## READING TEXT
^^^^^^^^^^^^^^^^

Arizona looks to keep rolling

The Arizona Wildcats will take on the Miami Hurricanes in the semifinals of the Diamond Head Classic. Read on to learn more about Miami and find out which players to watch for.

The Arizona Wildcats opened the Diamond Head Classic with a victory over East Tennessee State, as was expected. Now the Wildcats will turn their attention to the next opponent in the semifinal game on Sunday night, as Miami defeated host Hawaii in the late game.

The Canes have beaten numerous teams this season that are contenders to make the NCAA tournament in March. Along with Hawaii, Miami has given losses to Detroit, Massachusetts, and Michigan State. The only loss that the Hurricanes have suffered on the season was on the road at Florida Gulf Coast and that was without Durand Scott.

Miami will be without Reggie Johnson due to a thumb injury. Johnson is averaging 12.6 points per game and 10.1 rebounds and leads the team with 13 blocks on the season. Basically, Miami will be at a disadvantage should Johnson not play.

The bulk of the responsibility of the front court will now fall on 6-foot-11 Kenny Kadji. Producing stats similar to Johnson, the senior scores 11.3 points per game and has the team's second highest rebounding average with seven per game.

Miami's leading scorer is senior guard Durand Scott. The 6-5 scorer from The Bronx was suspended for the first three games of the season by the NCAA, but returned with a fire to win basketball games. Only playing in five games so far, Scott is scoring 15.6 points each night and has dished out seventeen assists to just seven turnovers. He was a key player in the victory over Michigan State and has been one of the top players on the team since his return.

^^^^^^^^^^^^^^^^

[Stored records]
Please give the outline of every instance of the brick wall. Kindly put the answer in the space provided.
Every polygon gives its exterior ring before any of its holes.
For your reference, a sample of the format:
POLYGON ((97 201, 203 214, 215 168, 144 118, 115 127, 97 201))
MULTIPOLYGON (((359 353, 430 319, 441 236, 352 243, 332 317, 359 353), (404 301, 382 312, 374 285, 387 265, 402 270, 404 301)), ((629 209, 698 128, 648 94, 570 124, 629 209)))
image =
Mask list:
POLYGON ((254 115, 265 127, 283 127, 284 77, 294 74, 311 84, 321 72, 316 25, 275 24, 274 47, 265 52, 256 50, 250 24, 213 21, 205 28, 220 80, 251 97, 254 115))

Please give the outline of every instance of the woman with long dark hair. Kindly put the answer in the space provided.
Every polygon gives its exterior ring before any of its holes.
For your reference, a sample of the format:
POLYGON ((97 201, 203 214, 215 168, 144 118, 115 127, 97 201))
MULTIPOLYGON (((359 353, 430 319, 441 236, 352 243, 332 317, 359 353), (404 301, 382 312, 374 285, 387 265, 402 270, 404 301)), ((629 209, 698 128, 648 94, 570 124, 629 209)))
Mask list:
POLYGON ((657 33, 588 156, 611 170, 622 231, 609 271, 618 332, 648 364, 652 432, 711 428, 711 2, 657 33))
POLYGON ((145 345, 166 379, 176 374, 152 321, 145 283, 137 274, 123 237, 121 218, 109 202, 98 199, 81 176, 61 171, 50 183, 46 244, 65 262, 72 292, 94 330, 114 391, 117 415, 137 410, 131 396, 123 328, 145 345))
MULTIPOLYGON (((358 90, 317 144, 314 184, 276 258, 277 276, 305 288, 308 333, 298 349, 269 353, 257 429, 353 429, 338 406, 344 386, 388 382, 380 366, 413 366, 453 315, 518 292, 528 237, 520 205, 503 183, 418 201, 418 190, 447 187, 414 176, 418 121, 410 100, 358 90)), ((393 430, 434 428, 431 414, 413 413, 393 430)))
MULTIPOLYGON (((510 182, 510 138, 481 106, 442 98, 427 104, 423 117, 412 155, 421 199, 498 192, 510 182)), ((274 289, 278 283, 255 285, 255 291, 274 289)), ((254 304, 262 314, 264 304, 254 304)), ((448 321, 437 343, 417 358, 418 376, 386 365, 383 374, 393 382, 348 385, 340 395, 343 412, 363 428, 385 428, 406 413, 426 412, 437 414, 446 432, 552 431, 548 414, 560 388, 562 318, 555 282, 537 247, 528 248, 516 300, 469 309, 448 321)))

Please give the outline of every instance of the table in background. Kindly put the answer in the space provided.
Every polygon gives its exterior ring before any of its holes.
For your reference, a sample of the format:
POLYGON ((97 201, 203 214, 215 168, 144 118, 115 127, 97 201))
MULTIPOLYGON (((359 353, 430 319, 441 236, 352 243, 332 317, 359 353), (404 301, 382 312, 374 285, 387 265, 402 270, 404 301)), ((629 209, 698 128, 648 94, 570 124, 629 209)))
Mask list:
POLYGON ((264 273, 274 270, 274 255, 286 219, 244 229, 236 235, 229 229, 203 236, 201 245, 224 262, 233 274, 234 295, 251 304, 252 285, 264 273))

^^^^^^^^^^^^^^^^

## WORK ORDER A
Copy the basketball preview from "The Canes have" through "Johnson not play.", replacing "thumb injury" with "hand injury".
## WORK ORDER B
According to the basketball preview, what is Kenny Kadji's height?

## EXPECTED ANSWER A
The Canes have beaten numerous teams this season that are contenders to make the NCAA tournament in March. Along with Hawaii, Miami has given losses to Detroit, Massachusetts, and Michigan State. The only loss that the Hurricanes have suffered on the season was on the road at Florida Gulf Coast and that was without Durand Scott.

Miami will be without Reggie Johnson due to a hand injury. Johnson is averaging 12.6 points per game and 10.1 rebounds and leads the team with 13 blocks on the season. Basically, Miami will be at a disadvantage should Johnson not play.

## EXPECTED ANSWER B
Kenny Kadji is 6 feet 11 inches tall.